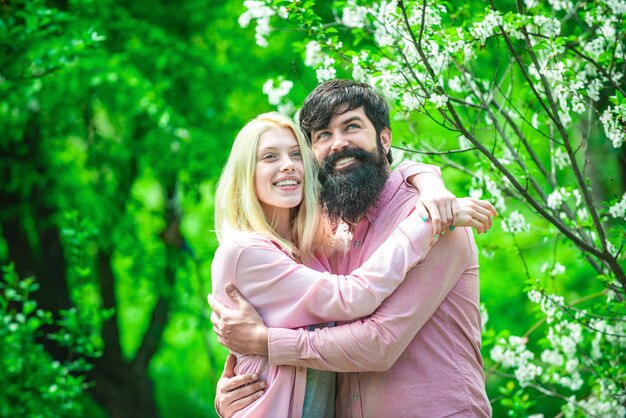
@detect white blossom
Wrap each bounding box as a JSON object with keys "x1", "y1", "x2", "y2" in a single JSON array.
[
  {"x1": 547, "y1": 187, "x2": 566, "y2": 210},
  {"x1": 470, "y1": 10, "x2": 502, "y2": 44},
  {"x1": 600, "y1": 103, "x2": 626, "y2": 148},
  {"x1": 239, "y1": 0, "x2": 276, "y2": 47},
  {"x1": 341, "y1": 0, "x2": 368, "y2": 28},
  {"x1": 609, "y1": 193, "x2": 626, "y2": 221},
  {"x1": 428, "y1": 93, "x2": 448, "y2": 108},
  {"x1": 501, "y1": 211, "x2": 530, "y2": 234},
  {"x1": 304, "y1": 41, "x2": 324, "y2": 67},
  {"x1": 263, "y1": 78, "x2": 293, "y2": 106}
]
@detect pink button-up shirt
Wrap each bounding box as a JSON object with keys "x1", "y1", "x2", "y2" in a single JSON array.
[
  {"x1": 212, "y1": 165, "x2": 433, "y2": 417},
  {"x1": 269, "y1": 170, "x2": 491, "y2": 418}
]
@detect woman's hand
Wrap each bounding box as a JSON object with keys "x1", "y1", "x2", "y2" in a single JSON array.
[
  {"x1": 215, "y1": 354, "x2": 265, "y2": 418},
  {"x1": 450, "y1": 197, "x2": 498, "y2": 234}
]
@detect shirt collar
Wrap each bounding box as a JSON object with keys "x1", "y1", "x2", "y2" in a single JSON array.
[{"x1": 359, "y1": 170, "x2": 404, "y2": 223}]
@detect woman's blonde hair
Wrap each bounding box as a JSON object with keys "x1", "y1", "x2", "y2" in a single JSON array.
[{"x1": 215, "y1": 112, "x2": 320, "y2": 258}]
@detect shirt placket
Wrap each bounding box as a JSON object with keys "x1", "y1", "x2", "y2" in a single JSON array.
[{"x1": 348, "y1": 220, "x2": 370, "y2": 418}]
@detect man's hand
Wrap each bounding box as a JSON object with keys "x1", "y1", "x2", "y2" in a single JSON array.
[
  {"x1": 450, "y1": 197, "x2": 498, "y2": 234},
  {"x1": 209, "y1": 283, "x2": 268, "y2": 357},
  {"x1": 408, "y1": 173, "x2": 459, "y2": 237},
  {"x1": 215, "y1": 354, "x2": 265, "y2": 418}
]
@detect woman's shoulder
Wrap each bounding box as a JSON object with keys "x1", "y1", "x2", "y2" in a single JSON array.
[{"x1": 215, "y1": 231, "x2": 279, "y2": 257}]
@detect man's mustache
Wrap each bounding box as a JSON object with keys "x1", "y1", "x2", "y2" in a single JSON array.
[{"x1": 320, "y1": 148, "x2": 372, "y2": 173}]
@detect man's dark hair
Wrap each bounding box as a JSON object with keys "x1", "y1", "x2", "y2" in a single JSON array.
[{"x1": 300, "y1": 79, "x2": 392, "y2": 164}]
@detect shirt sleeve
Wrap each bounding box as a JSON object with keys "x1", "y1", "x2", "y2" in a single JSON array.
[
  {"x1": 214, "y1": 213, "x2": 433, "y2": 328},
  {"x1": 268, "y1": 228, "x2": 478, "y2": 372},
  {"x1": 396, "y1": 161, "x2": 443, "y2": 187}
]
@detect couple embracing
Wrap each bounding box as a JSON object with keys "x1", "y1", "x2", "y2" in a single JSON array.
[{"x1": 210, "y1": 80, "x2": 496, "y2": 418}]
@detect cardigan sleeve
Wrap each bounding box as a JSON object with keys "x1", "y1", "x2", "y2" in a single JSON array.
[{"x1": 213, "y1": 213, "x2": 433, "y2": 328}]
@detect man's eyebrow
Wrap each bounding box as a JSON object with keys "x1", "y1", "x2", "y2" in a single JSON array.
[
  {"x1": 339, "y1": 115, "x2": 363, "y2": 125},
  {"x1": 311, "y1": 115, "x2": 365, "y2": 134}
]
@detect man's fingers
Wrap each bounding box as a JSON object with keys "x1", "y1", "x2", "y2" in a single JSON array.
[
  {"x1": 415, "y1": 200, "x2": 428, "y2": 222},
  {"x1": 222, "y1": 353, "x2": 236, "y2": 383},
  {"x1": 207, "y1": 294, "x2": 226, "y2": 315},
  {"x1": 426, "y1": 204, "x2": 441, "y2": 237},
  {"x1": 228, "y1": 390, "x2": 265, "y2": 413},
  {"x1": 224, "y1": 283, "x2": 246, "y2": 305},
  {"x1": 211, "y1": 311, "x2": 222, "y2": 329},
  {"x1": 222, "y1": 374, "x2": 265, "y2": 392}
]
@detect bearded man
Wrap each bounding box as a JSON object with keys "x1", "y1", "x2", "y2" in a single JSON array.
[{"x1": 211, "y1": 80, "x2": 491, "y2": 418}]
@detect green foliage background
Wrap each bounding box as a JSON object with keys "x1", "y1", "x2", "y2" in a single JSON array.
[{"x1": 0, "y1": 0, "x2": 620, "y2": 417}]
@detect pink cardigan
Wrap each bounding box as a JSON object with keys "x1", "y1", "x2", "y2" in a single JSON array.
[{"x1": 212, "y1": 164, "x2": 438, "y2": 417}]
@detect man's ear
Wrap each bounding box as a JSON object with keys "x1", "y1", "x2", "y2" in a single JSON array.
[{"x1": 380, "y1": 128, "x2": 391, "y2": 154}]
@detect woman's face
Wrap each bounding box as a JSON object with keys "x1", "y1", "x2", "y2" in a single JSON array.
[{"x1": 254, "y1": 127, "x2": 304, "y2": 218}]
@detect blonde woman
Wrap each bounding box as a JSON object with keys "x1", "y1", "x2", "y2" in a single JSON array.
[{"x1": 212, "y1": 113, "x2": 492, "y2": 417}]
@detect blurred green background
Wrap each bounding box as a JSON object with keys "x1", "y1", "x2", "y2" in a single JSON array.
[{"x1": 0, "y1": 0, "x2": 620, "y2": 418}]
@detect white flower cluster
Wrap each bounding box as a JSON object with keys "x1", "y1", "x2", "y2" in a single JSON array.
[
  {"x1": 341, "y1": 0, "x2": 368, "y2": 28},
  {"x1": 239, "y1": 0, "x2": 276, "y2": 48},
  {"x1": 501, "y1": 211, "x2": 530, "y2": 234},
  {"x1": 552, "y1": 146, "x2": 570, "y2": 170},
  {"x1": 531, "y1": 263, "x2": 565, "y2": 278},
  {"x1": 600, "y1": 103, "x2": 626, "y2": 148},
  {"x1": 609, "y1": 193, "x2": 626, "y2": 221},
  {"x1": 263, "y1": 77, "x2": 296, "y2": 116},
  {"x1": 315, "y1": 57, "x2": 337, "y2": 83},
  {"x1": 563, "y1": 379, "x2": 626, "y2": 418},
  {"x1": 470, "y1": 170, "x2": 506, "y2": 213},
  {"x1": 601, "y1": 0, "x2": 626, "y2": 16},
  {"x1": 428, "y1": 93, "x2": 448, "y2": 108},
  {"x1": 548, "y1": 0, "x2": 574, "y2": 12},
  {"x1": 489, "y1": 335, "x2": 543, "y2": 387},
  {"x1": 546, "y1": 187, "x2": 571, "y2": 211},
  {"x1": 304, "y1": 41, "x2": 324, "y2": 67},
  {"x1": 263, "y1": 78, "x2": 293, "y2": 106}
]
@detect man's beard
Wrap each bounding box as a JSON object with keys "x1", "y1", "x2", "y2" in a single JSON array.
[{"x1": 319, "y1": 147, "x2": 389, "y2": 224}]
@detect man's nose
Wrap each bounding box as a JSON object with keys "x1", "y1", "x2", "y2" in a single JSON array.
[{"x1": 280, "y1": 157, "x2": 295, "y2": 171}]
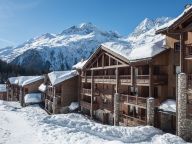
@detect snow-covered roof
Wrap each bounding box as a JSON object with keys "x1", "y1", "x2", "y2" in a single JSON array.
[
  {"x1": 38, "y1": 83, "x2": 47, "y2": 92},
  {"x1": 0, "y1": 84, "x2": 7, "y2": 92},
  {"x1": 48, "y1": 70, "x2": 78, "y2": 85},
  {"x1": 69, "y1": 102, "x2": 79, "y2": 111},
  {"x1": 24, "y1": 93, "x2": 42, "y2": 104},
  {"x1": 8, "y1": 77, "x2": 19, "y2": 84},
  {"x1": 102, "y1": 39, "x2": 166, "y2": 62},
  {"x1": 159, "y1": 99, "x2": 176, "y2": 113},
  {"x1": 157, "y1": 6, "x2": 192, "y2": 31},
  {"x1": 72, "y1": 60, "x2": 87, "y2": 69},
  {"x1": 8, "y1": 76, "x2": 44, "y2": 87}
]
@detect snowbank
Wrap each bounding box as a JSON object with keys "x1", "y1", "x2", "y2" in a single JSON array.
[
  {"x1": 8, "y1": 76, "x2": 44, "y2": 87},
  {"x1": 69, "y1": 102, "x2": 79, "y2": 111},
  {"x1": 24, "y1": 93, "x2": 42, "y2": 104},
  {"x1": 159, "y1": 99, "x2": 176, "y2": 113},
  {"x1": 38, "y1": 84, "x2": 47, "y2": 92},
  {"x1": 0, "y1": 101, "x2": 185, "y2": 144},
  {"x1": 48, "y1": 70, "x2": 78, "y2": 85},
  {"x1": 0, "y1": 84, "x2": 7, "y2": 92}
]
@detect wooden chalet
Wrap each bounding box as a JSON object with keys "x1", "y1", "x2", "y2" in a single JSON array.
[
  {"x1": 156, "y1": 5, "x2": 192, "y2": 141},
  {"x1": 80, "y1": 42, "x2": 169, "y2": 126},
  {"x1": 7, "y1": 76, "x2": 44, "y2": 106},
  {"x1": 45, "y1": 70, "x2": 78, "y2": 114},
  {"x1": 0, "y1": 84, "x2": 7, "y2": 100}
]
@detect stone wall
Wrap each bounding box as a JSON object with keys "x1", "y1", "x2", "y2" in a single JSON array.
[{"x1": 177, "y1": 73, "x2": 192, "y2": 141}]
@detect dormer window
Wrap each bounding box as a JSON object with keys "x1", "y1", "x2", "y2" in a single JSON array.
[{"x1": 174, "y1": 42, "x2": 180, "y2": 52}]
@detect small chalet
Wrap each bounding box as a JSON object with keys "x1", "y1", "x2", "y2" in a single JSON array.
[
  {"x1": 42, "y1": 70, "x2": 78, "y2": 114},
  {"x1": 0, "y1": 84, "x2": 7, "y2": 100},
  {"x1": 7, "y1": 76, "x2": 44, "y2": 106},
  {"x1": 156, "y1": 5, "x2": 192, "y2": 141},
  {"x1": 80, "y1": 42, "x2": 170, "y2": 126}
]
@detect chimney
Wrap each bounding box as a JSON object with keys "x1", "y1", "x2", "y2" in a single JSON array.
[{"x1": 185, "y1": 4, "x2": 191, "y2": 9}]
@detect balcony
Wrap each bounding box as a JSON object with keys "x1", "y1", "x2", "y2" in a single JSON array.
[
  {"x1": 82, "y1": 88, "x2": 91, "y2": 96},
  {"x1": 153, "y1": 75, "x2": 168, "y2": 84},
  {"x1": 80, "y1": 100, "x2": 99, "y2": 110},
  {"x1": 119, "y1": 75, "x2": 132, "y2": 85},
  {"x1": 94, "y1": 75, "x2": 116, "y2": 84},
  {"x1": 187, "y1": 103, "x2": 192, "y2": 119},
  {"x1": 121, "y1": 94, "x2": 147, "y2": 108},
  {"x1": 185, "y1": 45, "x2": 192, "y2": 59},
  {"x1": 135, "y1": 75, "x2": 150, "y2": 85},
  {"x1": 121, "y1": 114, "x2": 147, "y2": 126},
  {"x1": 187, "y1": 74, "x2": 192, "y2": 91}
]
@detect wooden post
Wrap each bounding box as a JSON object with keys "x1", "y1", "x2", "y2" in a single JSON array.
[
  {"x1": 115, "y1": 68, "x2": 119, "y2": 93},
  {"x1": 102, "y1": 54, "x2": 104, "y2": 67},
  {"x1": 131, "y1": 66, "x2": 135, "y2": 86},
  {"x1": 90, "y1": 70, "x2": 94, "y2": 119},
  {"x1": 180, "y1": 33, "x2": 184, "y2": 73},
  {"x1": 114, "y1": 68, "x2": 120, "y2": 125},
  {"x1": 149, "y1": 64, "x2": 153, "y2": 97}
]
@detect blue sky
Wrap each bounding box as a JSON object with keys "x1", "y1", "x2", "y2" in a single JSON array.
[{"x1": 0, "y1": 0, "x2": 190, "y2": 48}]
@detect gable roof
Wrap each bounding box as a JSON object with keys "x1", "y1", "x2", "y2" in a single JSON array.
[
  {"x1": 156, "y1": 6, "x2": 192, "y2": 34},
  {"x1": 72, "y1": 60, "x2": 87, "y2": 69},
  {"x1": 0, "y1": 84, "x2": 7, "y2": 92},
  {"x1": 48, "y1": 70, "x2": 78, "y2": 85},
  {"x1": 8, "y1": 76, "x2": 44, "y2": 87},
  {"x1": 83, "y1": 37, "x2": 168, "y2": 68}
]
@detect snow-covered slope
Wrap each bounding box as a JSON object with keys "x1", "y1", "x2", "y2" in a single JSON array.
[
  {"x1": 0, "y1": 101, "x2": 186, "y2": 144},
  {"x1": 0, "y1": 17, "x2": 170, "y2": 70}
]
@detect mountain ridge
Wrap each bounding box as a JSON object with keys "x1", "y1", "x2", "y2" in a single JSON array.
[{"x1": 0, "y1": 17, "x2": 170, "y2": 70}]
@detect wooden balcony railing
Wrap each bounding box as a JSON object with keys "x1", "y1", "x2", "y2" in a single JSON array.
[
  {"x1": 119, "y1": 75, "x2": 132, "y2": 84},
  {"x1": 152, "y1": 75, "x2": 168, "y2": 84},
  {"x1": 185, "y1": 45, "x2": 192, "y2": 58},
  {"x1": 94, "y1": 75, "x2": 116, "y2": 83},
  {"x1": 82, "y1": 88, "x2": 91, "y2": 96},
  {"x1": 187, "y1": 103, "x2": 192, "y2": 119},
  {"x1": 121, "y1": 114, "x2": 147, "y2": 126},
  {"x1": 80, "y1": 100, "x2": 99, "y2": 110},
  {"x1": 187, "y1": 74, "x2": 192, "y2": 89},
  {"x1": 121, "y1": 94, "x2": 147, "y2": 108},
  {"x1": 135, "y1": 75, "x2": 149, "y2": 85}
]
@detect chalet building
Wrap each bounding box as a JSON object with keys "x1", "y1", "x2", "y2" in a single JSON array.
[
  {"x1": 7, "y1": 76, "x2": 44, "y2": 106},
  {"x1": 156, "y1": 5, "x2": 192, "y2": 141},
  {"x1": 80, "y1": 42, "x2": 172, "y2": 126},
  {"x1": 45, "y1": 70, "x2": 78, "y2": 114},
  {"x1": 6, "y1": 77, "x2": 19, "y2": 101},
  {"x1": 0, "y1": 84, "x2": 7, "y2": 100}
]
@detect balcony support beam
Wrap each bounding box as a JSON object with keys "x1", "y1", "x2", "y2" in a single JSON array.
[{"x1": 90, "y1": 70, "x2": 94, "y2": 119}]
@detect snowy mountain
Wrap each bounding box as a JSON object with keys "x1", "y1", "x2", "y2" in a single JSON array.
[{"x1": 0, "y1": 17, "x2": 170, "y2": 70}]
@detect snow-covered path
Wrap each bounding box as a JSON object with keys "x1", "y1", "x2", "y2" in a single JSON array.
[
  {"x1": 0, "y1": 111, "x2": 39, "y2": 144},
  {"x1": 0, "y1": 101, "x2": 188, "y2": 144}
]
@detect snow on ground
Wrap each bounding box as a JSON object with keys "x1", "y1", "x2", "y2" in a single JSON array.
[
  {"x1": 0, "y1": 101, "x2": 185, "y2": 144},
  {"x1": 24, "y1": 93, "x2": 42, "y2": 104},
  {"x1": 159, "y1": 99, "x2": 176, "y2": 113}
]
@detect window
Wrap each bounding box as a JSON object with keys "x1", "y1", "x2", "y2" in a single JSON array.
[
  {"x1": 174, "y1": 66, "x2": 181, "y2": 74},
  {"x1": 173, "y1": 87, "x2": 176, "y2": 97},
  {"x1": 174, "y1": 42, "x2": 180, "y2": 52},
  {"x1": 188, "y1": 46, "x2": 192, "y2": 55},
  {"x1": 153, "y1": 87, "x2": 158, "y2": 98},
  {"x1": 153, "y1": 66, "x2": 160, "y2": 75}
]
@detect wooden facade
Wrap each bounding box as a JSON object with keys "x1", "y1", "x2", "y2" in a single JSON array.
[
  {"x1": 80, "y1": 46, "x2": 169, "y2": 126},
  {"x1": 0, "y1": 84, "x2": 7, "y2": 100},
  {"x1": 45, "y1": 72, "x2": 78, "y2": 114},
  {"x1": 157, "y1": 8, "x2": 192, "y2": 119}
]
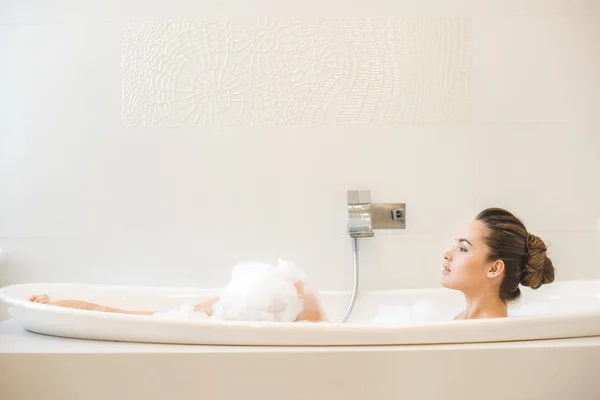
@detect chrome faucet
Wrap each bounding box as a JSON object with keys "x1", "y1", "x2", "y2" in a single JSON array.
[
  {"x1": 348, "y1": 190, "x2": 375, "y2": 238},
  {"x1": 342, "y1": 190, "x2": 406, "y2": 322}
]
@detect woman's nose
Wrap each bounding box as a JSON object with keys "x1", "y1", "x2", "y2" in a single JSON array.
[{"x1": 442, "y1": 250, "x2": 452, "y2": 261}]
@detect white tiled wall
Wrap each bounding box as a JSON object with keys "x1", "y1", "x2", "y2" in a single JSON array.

## WHAT YOU ARE ASKED TO DO
List each line of the listing above that contains the word "nose", treating uppercase and lowercase letters as different.

## RESULT OF THE EXERCISE
@detect man's nose
@detect woman's nose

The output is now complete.